Problem details. All of the data that follows should be written out exactly.
▼▼▼
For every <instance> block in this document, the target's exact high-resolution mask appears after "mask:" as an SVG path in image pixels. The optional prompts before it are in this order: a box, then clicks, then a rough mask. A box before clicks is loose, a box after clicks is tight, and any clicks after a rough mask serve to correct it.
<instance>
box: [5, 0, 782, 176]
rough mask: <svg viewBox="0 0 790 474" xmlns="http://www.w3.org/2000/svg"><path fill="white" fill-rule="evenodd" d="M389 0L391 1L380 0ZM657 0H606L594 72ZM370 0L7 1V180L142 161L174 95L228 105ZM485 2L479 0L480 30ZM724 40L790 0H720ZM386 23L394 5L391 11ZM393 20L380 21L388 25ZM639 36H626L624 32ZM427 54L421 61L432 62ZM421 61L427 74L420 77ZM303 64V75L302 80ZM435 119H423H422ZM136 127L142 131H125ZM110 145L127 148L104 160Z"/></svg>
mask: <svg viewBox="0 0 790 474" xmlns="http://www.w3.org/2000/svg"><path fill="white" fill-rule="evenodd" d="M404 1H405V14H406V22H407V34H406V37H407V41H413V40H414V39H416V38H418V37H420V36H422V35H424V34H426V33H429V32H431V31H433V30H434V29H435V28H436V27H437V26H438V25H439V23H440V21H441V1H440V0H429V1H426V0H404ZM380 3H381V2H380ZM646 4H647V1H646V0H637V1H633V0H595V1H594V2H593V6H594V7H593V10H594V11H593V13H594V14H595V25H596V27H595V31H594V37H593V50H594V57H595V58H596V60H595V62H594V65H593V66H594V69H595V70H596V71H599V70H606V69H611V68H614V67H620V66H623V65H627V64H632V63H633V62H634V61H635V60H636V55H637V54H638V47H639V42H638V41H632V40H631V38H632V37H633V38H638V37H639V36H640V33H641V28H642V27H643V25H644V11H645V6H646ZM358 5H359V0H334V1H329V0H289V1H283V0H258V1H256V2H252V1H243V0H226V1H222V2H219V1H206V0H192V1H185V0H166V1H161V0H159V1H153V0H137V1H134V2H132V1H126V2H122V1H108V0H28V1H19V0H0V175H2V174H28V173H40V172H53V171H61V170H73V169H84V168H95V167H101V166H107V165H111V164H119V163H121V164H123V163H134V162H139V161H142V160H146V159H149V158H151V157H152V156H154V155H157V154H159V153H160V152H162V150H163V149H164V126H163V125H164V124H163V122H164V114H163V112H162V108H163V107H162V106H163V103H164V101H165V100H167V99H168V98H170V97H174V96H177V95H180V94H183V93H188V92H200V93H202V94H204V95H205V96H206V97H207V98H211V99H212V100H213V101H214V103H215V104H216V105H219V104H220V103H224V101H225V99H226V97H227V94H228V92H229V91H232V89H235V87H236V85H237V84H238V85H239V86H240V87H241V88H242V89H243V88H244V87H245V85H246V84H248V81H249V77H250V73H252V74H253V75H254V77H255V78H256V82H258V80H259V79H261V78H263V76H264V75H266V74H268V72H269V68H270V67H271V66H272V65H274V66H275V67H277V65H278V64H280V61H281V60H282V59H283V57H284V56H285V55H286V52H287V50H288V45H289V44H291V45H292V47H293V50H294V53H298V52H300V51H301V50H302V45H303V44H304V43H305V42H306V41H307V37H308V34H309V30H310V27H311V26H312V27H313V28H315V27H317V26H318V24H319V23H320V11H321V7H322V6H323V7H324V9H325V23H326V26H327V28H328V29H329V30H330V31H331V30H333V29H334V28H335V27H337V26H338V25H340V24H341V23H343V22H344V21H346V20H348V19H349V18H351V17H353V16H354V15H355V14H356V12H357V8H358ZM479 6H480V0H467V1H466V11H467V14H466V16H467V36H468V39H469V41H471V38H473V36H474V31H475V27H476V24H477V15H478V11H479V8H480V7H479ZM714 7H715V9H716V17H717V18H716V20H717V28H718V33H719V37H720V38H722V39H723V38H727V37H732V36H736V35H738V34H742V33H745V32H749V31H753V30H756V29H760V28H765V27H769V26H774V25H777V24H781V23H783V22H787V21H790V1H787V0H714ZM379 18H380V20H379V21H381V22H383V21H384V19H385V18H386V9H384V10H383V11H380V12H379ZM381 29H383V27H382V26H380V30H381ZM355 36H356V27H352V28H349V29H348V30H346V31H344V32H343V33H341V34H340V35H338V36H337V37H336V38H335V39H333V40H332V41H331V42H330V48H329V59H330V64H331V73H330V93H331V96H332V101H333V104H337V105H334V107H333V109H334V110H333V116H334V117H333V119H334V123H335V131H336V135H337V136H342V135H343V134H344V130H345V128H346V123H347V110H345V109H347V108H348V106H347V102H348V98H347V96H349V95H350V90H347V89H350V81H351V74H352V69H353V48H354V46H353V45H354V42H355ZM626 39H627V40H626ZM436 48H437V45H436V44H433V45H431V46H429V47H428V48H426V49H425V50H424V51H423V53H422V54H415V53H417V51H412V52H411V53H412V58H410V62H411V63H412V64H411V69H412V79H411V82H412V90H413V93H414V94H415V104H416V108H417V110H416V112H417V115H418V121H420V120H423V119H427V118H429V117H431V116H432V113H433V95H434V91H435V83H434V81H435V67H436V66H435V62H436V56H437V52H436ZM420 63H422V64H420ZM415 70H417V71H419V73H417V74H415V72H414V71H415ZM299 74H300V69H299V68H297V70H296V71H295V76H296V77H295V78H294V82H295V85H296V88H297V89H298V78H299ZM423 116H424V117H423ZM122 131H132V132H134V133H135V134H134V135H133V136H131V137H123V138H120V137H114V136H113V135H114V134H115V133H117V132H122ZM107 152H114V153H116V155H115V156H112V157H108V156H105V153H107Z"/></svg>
▲▲▲
Result of the task.
For every <instance> block in this document, the target's exact high-resolution mask appears after "mask:" as an SVG path in image pixels. The optional prompts before it are in this order: a box, then clicks, then a rough mask. A box before clicks is loose, a box after clicks is tight, and any clicks after a rough mask serve to correct it.
<instance>
box: [5, 0, 782, 176]
rough mask: <svg viewBox="0 0 790 474" xmlns="http://www.w3.org/2000/svg"><path fill="white" fill-rule="evenodd" d="M389 0L391 1L380 0ZM657 0H606L594 72ZM370 0L7 1V180L142 161L174 95L228 105ZM485 2L479 0L480 30ZM724 40L790 0H720ZM386 23L394 5L391 11ZM393 20L380 21L388 25ZM639 36H626L624 32ZM427 54L421 61L432 62ZM421 61L427 74L420 77ZM303 64V75L302 80ZM435 119H423H422ZM136 127L142 131H125ZM110 145L127 148L104 160Z"/></svg>
mask: <svg viewBox="0 0 790 474" xmlns="http://www.w3.org/2000/svg"><path fill="white" fill-rule="evenodd" d="M404 1H405V14H406V22H407V34H406V37H407V41H413V40H414V39H416V38H418V37H420V36H422V35H424V34H426V33H429V32H431V31H433V30H434V29H435V28H436V27H437V26H438V25H439V23H440V21H441V1H440V0H429V1H426V0H404ZM380 3H381V2H380ZM646 4H647V1H646V0H637V1H633V0H595V1H594V2H593V6H594V7H593V10H594V11H593V13H594V14H595V25H596V27H595V31H594V37H593V50H594V57H595V58H596V60H595V62H594V65H593V66H594V69H595V70H596V71H599V70H606V69H611V68H614V67H620V66H623V65H627V64H632V63H633V62H634V61H635V60H636V55H637V54H638V47H639V42H638V41H632V40H631V38H632V37H633V38H638V37H639V36H640V33H641V28H642V27H643V25H644V11H645V6H646ZM358 5H359V0H334V1H329V0H289V1H283V0H258V1H256V2H252V1H243V0H226V1H222V2H219V1H206V0H192V1H185V0H166V1H161V0H159V1H153V0H137V1H134V2H132V1H126V2H122V1H108V0H28V1H19V0H0V175H2V174H28V173H40V172H53V171H61V170H73V169H84V168H95V167H101V166H107V165H111V164H119V163H121V164H123V163H134V162H139V161H142V160H146V159H149V158H151V157H152V156H154V155H157V154H159V153H160V152H162V150H163V149H164V126H163V125H164V124H163V122H164V114H163V112H162V108H163V107H162V106H163V103H164V101H165V100H167V99H168V98H170V97H174V96H177V95H180V94H183V93H188V92H200V93H202V94H204V95H205V96H206V97H207V98H211V99H212V100H213V101H214V103H215V104H216V105H219V104H220V103H224V101H225V99H226V97H227V94H228V92H229V91H232V89H235V87H236V85H237V84H238V85H239V86H240V87H241V88H242V89H243V88H244V87H245V85H246V84H248V81H249V77H250V73H252V74H253V75H254V77H255V78H256V82H258V80H259V79H261V78H263V76H264V75H266V74H268V72H269V68H270V67H271V66H272V65H274V66H275V67H277V65H278V64H280V61H281V60H282V59H283V57H284V56H285V55H286V52H287V50H288V45H289V44H291V45H292V47H293V50H294V53H298V52H300V51H301V50H302V45H303V44H304V43H305V42H306V41H307V37H308V34H309V30H310V27H311V26H312V27H313V28H315V27H317V26H318V24H319V23H320V11H321V7H322V6H323V7H324V9H325V23H326V26H327V28H328V29H329V30H330V31H331V30H333V29H334V28H335V27H337V26H338V25H340V24H341V23H343V22H344V21H346V20H348V19H349V18H351V17H353V16H354V15H355V14H356V12H357V8H358ZM479 6H480V0H467V1H466V11H467V14H466V16H467V36H468V39H469V41H471V38H473V36H474V31H475V27H476V24H477V15H478V11H479V8H480V7H479ZM714 7H715V9H716V17H717V18H716V20H717V28H718V33H719V37H720V38H722V39H723V38H727V37H732V36H736V35H738V34H742V33H745V32H749V31H753V30H756V29H760V28H765V27H769V26H774V25H777V24H781V23H783V22H787V21H790V1H787V0H714ZM379 18H380V20H379V21H381V22H383V21H384V19H385V18H386V9H384V10H383V11H380V12H379ZM381 29H383V27H382V26H380V30H381ZM355 36H356V27H352V28H349V29H348V30H346V31H344V32H343V33H341V34H340V35H338V36H337V37H336V38H335V39H333V40H332V41H331V42H330V48H329V59H330V64H331V73H330V93H331V96H332V101H333V104H337V105H334V107H333V109H334V110H333V116H334V117H333V119H334V123H335V131H336V135H337V136H342V135H343V134H344V130H345V128H346V123H347V110H345V109H347V108H348V106H347V102H348V98H347V96H349V95H350V90H347V89H350V81H351V74H352V69H353V48H354V46H353V45H354V42H355ZM626 39H627V40H626ZM436 48H437V45H436V44H433V45H431V46H429V47H428V48H426V49H425V50H424V51H423V53H422V54H415V53H417V51H412V52H411V53H412V58H410V62H411V63H412V64H411V69H412V79H411V82H412V90H413V93H414V94H415V104H416V108H417V110H416V112H417V115H418V121H420V120H423V119H427V118H429V117H431V116H432V113H433V95H434V91H435V83H434V81H435V67H436V66H435V62H436V56H437V52H436ZM420 63H422V64H420ZM415 70H417V71H419V73H417V74H415V72H414V71H415ZM299 74H300V69H299V68H297V70H296V71H295V76H296V77H295V78H294V82H295V85H296V88H297V89H298V78H299ZM423 116H424V117H423ZM122 131H132V132H134V133H135V134H134V135H133V136H131V137H123V138H120V137H114V136H113V135H114V134H115V133H117V132H122ZM107 152H114V153H116V155H115V156H112V157H108V156H105V153H107Z"/></svg>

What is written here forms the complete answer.